**Exercise materials:**
-=-=-=-=-

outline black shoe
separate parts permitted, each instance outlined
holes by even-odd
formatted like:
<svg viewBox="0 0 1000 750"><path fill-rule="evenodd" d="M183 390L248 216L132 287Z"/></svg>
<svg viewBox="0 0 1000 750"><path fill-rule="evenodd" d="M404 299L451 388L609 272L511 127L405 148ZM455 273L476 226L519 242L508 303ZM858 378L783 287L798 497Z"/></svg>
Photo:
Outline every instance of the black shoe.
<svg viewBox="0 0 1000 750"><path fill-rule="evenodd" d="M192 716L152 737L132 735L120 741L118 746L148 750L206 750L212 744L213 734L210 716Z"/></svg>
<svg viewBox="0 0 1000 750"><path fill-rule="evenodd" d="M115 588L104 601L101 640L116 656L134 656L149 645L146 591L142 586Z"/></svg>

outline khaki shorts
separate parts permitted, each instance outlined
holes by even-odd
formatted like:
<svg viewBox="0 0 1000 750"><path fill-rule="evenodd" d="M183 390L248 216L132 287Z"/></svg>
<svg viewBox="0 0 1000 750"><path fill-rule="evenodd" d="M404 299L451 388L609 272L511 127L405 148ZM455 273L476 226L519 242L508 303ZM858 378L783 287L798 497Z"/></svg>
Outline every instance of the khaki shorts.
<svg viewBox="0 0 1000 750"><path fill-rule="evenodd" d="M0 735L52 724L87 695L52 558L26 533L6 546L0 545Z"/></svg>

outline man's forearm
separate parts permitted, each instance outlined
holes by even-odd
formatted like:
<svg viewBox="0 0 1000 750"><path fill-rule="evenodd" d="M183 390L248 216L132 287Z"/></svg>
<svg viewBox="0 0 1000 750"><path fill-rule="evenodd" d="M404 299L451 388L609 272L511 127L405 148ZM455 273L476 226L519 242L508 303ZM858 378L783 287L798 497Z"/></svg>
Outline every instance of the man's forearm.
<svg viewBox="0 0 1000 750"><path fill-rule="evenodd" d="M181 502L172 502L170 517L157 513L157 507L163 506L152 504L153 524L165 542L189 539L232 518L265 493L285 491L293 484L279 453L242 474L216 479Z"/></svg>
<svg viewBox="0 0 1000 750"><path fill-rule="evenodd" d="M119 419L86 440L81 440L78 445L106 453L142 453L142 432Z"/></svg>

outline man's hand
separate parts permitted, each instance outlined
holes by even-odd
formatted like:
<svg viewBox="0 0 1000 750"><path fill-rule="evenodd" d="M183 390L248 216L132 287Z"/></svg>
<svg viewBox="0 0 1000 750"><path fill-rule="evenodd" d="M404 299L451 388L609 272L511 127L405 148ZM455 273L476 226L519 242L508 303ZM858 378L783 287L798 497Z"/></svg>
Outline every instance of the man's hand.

-=-=-=-=-

**Exercise prompt:** Set all of the records down again, exactly as they stand.

**Written reply:**
outline black shoe
separate parts permitted, each instance outlined
holes by even-odd
formatted like:
<svg viewBox="0 0 1000 750"><path fill-rule="evenodd" d="M183 390L248 216L132 287Z"/></svg>
<svg viewBox="0 0 1000 750"><path fill-rule="evenodd" d="M404 299L451 388L609 272L511 127L405 148ZM455 273L476 226L519 242L508 303ZM858 378L783 287L798 497Z"/></svg>
Photo:
Outline every instance of the black shoe.
<svg viewBox="0 0 1000 750"><path fill-rule="evenodd" d="M192 716L152 737L132 735L120 741L118 746L148 750L206 750L212 744L213 734L210 716Z"/></svg>
<svg viewBox="0 0 1000 750"><path fill-rule="evenodd" d="M115 588L104 601L101 640L116 656L134 656L149 645L146 591L142 586Z"/></svg>

outline khaki shorts
separate parts permitted, each instance outlined
holes by even-odd
formatted like:
<svg viewBox="0 0 1000 750"><path fill-rule="evenodd" d="M183 390L248 216L132 287Z"/></svg>
<svg viewBox="0 0 1000 750"><path fill-rule="evenodd" d="M404 299L451 388L609 272L511 127L405 148ZM455 273L476 226L519 242L508 303ZM858 378L783 287L798 497Z"/></svg>
Outline every instance of the khaki shorts.
<svg viewBox="0 0 1000 750"><path fill-rule="evenodd" d="M0 735L52 724L87 695L52 558L26 533L6 546L0 545Z"/></svg>

outline man's forearm
separate parts permitted, each instance outlined
holes by even-odd
formatted like:
<svg viewBox="0 0 1000 750"><path fill-rule="evenodd" d="M183 390L248 216L132 287Z"/></svg>
<svg viewBox="0 0 1000 750"><path fill-rule="evenodd" d="M404 299L451 388L609 272L511 127L405 148ZM455 273L476 226L519 242L508 303ZM858 378L783 287L798 497Z"/></svg>
Outline every instance of the man's forearm.
<svg viewBox="0 0 1000 750"><path fill-rule="evenodd" d="M181 502L172 502L170 517L157 513L157 507L163 506L152 504L153 524L165 542L189 539L232 518L265 493L285 491L293 484L279 453L242 474L216 479Z"/></svg>
<svg viewBox="0 0 1000 750"><path fill-rule="evenodd" d="M119 419L86 440L81 440L78 445L106 453L142 453L142 432Z"/></svg>

outline man's hand
separate parts permitted, each instance outlined
holes by even-odd
formatted like:
<svg viewBox="0 0 1000 750"><path fill-rule="evenodd" d="M183 390L248 216L132 287Z"/></svg>
<svg viewBox="0 0 1000 750"><path fill-rule="evenodd" d="M404 299L451 388L609 272L511 127L405 148ZM455 273L476 226L519 242L508 303ZM858 378L783 287L798 497Z"/></svg>
Outline every instance of the man's hand.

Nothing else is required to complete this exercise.